▶ [Exercise task]: Copy out every record below with complete accuracy.
# Supplied material start
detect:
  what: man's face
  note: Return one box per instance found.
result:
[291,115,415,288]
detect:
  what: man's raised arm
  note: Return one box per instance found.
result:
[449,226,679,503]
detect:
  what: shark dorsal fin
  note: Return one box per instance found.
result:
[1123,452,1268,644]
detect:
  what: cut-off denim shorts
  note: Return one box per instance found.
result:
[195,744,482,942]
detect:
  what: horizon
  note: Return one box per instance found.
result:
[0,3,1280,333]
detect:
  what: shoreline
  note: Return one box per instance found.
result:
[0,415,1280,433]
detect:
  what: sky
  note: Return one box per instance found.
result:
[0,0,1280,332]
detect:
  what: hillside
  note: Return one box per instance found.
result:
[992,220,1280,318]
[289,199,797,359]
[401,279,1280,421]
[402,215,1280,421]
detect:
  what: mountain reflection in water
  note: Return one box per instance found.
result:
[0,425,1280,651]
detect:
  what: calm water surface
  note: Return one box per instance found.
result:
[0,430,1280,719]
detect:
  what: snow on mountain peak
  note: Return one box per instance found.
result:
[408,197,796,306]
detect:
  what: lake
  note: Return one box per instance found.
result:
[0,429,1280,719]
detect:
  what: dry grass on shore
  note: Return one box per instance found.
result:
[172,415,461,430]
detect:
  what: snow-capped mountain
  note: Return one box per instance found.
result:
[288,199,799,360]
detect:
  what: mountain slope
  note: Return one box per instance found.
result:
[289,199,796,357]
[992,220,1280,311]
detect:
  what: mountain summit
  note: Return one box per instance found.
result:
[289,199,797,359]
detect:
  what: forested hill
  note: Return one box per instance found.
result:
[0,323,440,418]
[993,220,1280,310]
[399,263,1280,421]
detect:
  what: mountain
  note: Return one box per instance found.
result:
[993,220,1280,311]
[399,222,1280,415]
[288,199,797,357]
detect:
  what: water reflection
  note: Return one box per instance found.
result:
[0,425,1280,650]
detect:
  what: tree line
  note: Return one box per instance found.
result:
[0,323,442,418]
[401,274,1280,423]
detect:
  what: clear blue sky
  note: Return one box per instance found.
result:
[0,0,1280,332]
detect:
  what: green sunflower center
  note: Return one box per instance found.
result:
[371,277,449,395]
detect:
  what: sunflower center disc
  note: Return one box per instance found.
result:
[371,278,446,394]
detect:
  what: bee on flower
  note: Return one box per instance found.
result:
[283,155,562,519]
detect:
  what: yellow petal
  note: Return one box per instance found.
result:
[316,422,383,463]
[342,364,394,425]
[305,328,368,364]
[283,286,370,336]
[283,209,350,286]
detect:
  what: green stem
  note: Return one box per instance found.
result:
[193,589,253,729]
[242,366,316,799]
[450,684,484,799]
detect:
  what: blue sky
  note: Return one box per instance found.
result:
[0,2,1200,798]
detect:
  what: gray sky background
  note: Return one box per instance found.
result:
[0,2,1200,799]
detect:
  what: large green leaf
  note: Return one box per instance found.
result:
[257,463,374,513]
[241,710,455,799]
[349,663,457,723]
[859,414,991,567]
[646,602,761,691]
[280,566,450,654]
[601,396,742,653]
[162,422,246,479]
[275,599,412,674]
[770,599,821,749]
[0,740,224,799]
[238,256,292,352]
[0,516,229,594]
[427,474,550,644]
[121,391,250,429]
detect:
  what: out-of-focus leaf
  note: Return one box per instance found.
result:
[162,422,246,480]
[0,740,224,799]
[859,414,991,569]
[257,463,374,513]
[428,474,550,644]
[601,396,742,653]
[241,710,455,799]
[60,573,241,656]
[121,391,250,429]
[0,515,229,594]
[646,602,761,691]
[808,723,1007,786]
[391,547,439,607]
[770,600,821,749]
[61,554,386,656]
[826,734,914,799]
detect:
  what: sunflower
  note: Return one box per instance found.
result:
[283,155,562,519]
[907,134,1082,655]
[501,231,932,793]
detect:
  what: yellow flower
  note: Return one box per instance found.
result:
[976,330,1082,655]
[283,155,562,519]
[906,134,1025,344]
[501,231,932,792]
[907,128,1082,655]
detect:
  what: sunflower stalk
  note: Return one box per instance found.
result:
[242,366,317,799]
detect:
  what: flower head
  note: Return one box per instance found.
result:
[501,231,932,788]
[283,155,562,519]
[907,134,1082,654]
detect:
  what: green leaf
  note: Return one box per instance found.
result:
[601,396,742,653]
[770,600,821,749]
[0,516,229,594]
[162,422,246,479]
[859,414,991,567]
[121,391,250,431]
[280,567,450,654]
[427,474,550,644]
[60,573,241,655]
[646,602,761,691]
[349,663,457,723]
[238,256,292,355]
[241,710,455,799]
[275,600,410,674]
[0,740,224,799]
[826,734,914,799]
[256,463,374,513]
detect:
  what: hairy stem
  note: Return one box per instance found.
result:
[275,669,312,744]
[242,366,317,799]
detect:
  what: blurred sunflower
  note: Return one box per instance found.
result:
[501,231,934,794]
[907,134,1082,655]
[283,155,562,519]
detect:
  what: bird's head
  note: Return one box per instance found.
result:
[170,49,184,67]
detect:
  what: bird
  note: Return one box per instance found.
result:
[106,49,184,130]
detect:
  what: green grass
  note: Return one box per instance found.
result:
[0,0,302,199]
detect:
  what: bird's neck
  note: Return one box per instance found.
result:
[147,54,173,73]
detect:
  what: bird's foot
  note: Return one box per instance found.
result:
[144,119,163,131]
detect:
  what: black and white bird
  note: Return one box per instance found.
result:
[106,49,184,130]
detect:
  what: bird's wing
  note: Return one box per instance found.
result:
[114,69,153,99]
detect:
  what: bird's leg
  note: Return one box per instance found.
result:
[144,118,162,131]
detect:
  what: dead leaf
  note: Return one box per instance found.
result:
# Supplied material end
▶ [Result of the exercise]:
detect:
  what: man's face
  note: Return one box per instance found.
result:
[291,115,415,288]
detect:
  what: man's raised arm
  note: Return one box per instance found.
result:
[449,226,679,503]
detect:
  what: shark dorsal fin
  note: Return one box per instance found.
result:
[1123,452,1268,644]
detect:
  what: cut-off denim shorts
  note: Return one box per instance found.
result:
[195,744,482,942]
detect:
  what: horizon
  note: Return one box per instance found.
result:
[0,3,1280,333]
detect:
  what: shoreline
  note: Return one box per instance found.
result:
[0,415,1280,433]
detect:
  what: sky
  note: Return one box per instance found.
result:
[0,0,1280,332]
detect:
  what: hillside
  note: Return one box per instance found.
result:
[992,220,1280,318]
[289,199,797,359]
[401,279,1280,421]
[402,215,1280,421]
detect:
  what: mountain reflection in water
  note: Return one box per instance found.
result:
[0,425,1280,651]
detect:
  what: calm water surface
  note: Return one box per instance found.
result:
[0,430,1280,719]
detect:
  what: snow on mountain peak
  note: Return one box per instance found.
result:
[408,197,796,306]
detect:
  what: lake
  note: Return one box per instance found.
result:
[0,429,1280,719]
detect:
  what: dry grass on shore
  note: Return one box per instance found.
result:
[172,415,461,430]
detect:
  what: snow-capped mountain
  note: Return one box per instance found.
result:
[288,199,799,360]
detect:
  what: mountain slope
  note: Return one box per instance found.
result:
[289,199,796,357]
[992,220,1280,311]
detect:
  what: mountain summit
  note: Return one box per instance found.
result:
[289,199,797,359]
detect:
  what: forested hill
  note: Return one box per instance found.
result:
[0,323,440,418]
[993,220,1280,310]
[399,263,1280,421]
detect:
  what: mountain
  note: Return one box per instance found.
result:
[993,220,1280,311]
[399,222,1280,415]
[288,199,797,357]
detect:
  what: water reflection
  note: Return one box per instance found.
result:
[0,425,1280,650]
detect:
  what: tree line
  note: Return one box per instance found.
result:
[0,323,442,418]
[401,274,1280,423]
detect:
  what: clear blue sky
  note: Return one box per instance found.
result:
[0,0,1280,332]
detect:
  what: green sunflower center
  note: Return one box per instance found.
result:
[371,277,449,395]
detect:
  what: sunflower center disc
  note: Return one box per instance found.
result:
[371,278,446,394]
detect:
  what: bee on flower
  note: Return one box per instance found.
result:
[283,155,562,519]
detect:
  what: yellow petal
  note: Return one box per instance found.
result:
[316,422,383,463]
[342,364,394,425]
[305,328,368,364]
[283,286,370,336]
[283,209,350,286]
detect:
  what: green stem
  note: Return one box per instance found.
result:
[193,589,253,729]
[242,366,316,799]
[450,684,484,799]
detect:
  what: blue sky
  note: Return one box per instance found.
result:
[0,2,1200,798]
detect:
  what: gray sky background
  note: Return one box per instance found.
result:
[0,2,1200,799]
detect:
  what: large green leaf
  note: Return one box per instance found.
result:
[257,463,374,513]
[241,710,455,799]
[349,663,457,723]
[859,414,991,567]
[646,602,761,691]
[280,566,450,654]
[601,396,742,653]
[162,422,246,479]
[275,599,412,674]
[770,599,821,749]
[0,740,224,799]
[238,256,292,352]
[0,516,229,594]
[427,474,550,644]
[121,391,250,429]
detect:
  what: out-of-focus leaf
  note: Return one box per instance found.
result:
[162,422,246,480]
[0,740,224,799]
[859,414,991,569]
[257,463,374,513]
[428,474,550,644]
[601,396,742,653]
[241,710,455,799]
[60,573,241,656]
[121,391,250,429]
[0,515,229,594]
[646,602,761,691]
[808,723,1007,786]
[391,547,439,607]
[770,600,821,749]
[61,554,386,656]
[826,734,914,799]
detect:
  what: sunflower
  note: Return one box per instance found.
result:
[283,155,562,519]
[907,134,1082,655]
[501,231,932,793]
detect:
  what: yellow flower
  note: Return one box per instance found.
result:
[976,330,1082,655]
[283,155,562,519]
[906,134,1025,344]
[501,231,932,792]
[907,128,1082,655]
detect:
  what: sunflower stalk
  note: Return one box per instance found.
result:
[242,366,317,799]
detect:
  what: flower head
  note: Return one box per instance found.
result:
[501,231,932,788]
[283,155,562,519]
[907,134,1082,654]
detect:
  what: green leaf
  note: Return one box per instance found.
result:
[601,396,742,653]
[770,600,821,749]
[0,516,229,594]
[162,422,246,479]
[859,414,991,567]
[121,391,250,431]
[280,567,450,654]
[427,474,550,644]
[60,573,241,655]
[646,602,761,691]
[349,663,457,723]
[238,256,292,355]
[241,710,455,799]
[275,600,410,674]
[0,740,224,799]
[826,734,914,799]
[256,463,374,513]
detect:
  what: hairy stem
  note: Return one box per instance found.
result:
[275,669,312,744]
[242,366,317,799]
detect:
  what: blurred sunflower
  note: Return one box per instance found.
result:
[501,231,934,794]
[907,134,1082,655]
[283,155,562,519]
detect:
  what: bird's head
  note: Return one box per instance found.
result:
[170,49,184,67]
detect:
  what: bird
  note: Return one box per instance found.
result:
[106,49,184,130]
detect:
  what: green grass
  note: Return one box per instance found.
result:
[0,0,302,199]
detect:
  what: bird's neck
  note: Return one box per instance found.
result:
[147,54,173,73]
detect:
  what: bird's foot
  note: Return one box per instance found.
result:
[144,119,163,131]
detect:
  what: black and white bird
  note: Return one box per instance found.
result:
[106,49,184,130]
detect:
  what: bird's wing
  note: Return one box per instance found.
result:
[114,69,153,99]
detect:
  what: bird's leg
  note: Return one box per instance found.
result:
[144,118,162,131]
detect:
  what: dead leaf
  note: Return one box per instance found.
result:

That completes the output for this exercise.